TASK OBJECTIVE> Search the data for "metal". Return each matching line.

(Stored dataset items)

☆ ☆ ☆ ☆

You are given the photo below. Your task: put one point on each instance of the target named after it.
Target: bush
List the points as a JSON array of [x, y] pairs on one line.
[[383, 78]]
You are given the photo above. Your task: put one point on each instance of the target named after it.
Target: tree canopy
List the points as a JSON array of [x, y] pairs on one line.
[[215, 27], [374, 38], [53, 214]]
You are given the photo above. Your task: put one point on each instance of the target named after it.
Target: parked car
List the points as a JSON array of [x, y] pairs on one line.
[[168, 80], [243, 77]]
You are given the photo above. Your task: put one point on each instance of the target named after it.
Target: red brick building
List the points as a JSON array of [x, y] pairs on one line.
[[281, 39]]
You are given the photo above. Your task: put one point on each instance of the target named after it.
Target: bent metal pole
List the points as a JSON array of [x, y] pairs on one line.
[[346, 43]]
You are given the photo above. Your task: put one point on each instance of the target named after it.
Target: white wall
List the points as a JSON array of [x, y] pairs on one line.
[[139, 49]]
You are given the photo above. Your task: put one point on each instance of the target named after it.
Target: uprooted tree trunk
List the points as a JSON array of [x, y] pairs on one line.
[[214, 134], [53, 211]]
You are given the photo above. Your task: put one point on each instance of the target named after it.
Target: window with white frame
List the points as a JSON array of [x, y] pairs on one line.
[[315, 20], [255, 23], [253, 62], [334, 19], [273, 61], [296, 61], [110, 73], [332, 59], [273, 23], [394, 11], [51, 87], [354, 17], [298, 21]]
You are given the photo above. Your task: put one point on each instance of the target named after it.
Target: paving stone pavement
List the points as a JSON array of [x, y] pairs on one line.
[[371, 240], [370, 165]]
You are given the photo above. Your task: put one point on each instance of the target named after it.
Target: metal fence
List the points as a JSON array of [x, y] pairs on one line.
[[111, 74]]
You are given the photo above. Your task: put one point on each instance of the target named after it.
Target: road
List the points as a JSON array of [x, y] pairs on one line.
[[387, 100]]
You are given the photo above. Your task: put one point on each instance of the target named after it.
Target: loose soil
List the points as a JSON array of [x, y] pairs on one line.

☆ ☆ ☆ ☆

RESULT>
Target: bent metal pole
Target: metal fence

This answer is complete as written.